I have a table and am debating between 2 different ways to store information. It has a structure like so
int id
int FK_id
varchar(50) info1
varchar(50) info2
varchar(50) info3
int forTable or char(3) forTable
The FK_id can be a foreign key to one of 6 tables so I need another field to determine which table it's for.
I see two solutions:
An integer that is a FK to a settings table which has its actual value.
A char(3) field with the a abbreviated version of the table.
I am wondering if anyone knows if one will be more beneficial speed wise over the other or if there will be any major problems using the char(3)
Note: I will be creating an indexed view on each of the 6 different values for this field. This table will contain ~30k rows and will need to be joined with much larger tables
In this case, it probably doesn't matter except for the collation overhead (A vs a vs ä va à)
I'd use char(3), say for currency code like CHF, GBP etc But if my natural key was "Swiss Franc", "British Pound" etc, I'd take the numeric.
3 bytes + collation vs 4 bytes numeric? You'd need a zillion rows or be running a medium sized country before it mattered...
Have you considered using a TinyInt. Only takes one byte to store it's value. TinyInt has a range of values between 0 and 255.

> Given information

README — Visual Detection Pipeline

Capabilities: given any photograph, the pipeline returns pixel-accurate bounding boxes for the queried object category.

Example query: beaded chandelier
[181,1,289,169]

> Work instructions
Rewrite the passage from the thread about choosing between an integer and a char(3) column, starting at the words "I have a table" and ending after "a vs ä va à)", with "settings table" changed to "lookup table".

> Full answer
I have a table and am debating between 2 different ways to store information. It has a structure like so
int id
int FK_id
varchar(50) info1
varchar(50) info2
varchar(50) info3
int forTable or char(3) forTable
The FK_id can be a foreign key to one of 6 tables so I need another field to determine which table it's for.
I see two solutions:
An integer that is a FK to a lookup table which has its actual value.
A char(3) field with the a abbreviated version of the table.
I am wondering if anyone knows if one will be more beneficial speed wise over the other or if there will be any major problems using the char(3)
Note: I will be creating an indexed view on each of the 6 different values for this field. This table will contain ~30k rows and will need to be joined with much larger tables
In this case, it probably doesn't matter except for the collation overhead (A vs a vs ä va à)